● TEXT TO READ
— Start —
Opinion
4:15CR3078
02-19-2016
FINDINGS, RECCOMENDATION AND ORDER
The defendant moved to suppress subscriber and cell-site information obtained by the government through the execution of several search warrants issued by District and County Court judges in Buffalo County, Nebraska (Filing No. 61; Filing No. 62 at CM/ECF pp. 9-11). For the reasons discussed below, the motion to suppress should be denied.
BACKGROUND
On October 17, 2014, the Kearney Eaton Employee's Credit Union (KEECU) located at 2600 East Highway 30 in Kearney, Nebraska was robbed by two unknown African American males. The same individuals had been recorded on surveillance video near the credit union on October 16 between the hours of 11:00 am and 1:00 pm and investigating officers believed the individuals had been scouting the area at that time. Based on this video, the City of Kearney Police Department ("KPD") concluded it was likely these individuals had placed cell phone calls around this time and the time of the robbery. On October 24, 2014, the KPD submitted two identical search warrant applications to Buffalo County District Judge William T. Wright The applications sought production of
[a]ll available toll records to include call details for incoming and outgoing calls, cell site and cell site towers nearest to 2600 E. Highway 30, Kearney, Buffalo County Nebraska for all calls made between 11:00 A.M. and 2:00 P.M. on October 16, 2014 and between 8:00 A.M. and 11:00 A.M. on October 17, 2014.(Filing No. 73-1 at CM/ECF p. 1; Filing No. 73-2 at CM/ECF p. 1). The warrants were directed to two cell phone service providers; Cellco Partnership d/b/a Verizon Wireless and U.S. Cellular. Judge Wright granted both warrant applications and issued the requested warrants.
Based upon further investigation and findings, on December 3, 2014, KPD sought a search warrant for U.S. Cellular phone records pertaining to Hudson's phone number. Specifically they sought
[a]ny and all cellular telephone records for telephone number 402-637-4457 to include but not limited to, billing information, as well as dates, times, content, and telephone numbers of incoming and outgoing text messages and incoming and outgoing of phone calls, also information concerning IP addresses that text messages may have been sent from or received from, from 09/01/2014 to 10/31/2014.(Filing No. 73-3 at CM/ECF p. 1). Buffalo County Court Judge Rademacher found probable cause to grant the warrant applications, and issued the requested warrants as written.
— End —
● DIRECTION 1
According to the court order, why did the Kearney police conclude that the robbers had likely placed cell phone calls around the time of the robbery?
● DIRECTION 2
In the court order, which two cell phone service providers were the October 24, 2014 warrants directed to?
● DIRECTION 3
Carry on the court order from the point where it stops.

[Some records]
— Start —
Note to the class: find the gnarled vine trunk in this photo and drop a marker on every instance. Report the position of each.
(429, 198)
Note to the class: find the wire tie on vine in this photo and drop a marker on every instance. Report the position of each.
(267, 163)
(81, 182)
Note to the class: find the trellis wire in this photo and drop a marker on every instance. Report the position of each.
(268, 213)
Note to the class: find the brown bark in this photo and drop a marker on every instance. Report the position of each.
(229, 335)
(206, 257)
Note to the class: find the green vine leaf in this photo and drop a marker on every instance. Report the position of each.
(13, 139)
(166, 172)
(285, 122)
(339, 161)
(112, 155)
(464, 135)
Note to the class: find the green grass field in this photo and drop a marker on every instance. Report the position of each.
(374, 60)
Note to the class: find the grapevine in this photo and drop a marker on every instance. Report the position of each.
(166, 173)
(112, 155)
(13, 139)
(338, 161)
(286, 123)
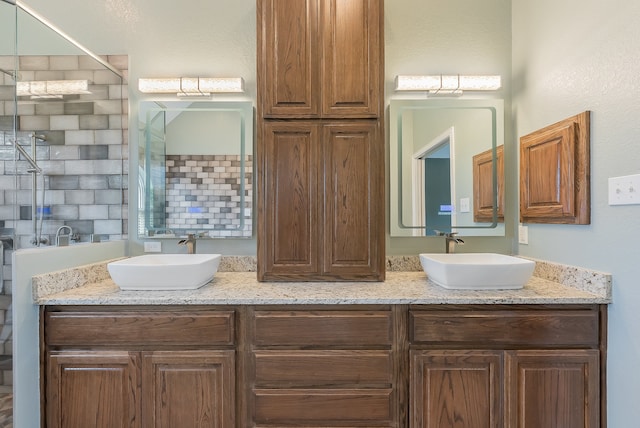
— End —
● TASK OUTPUT 1
Surveillance video had recorded the same two individuals near the credit union on October 16 between 11:00 am and 1:00 pm, and officers believed they had been scouting the area then. Based on that video, the police concluded the individuals had likely made calls around that time and the time of the robbery.

● TASK OUTPUT 2
Cellco Partnership d/b/a Verizon Wireless and U.S. Cellular.

● TASK OUTPUT 3
On December 11, 2014, KPD sought a warrant from Sprint for "any and all cell tower information for telephone number 402-637-4457 from 09/01/2014 to 10/31/2014." (Filing No. 73-4 at CM/ECF p. 1). Buffalo County Court Judge Jorgensen granted the warrant.
On January 9, 2015, KPD sought a warrant for U.S. Cellular phone records regarding Hudson's second phone number. They requested
[a]ny and all cellular telephone records for the telephone number 402-637-8654 to include but not limited to, billing information, dates and times of calls received or dialed as well as dates and times of all text messages received and sent and the content of both received and sent text messages, also information concerning IP addresses that text messages may have been sent from or received from, for the dates of 09/01/2014 to 10/31/2014, also all cell tower information pertaining to this number from this time frame.(Filing No. 73-6 at CM/ECF p. 1). Judge Jorgensen granted the warrant.
On February 3, 2015, KPD sought a warrant from Cellco Partnership d/b/a Verizon Wireless for
[a]ny and all cellular telephone records for telephone number 402-637-4457 to include but not limited to, subscriber information, as well as dates, times, content, and telephone numbers of incoming and outgoing text messages and incoming and outgoing of phone calls, also information concerning IP addresses that text messages may have been sent from or received from, as well as cell tower information from 09/01/2014 to 10/31/2014.(Filing No. 73-5 at CM/ECF p. 1). Judge Jorgensen granted the warrant.
Hudson now seeks to suppress any information gathered from the above described warrants. He argues that the warrants were issued in violation of his Fourth Amendment rights.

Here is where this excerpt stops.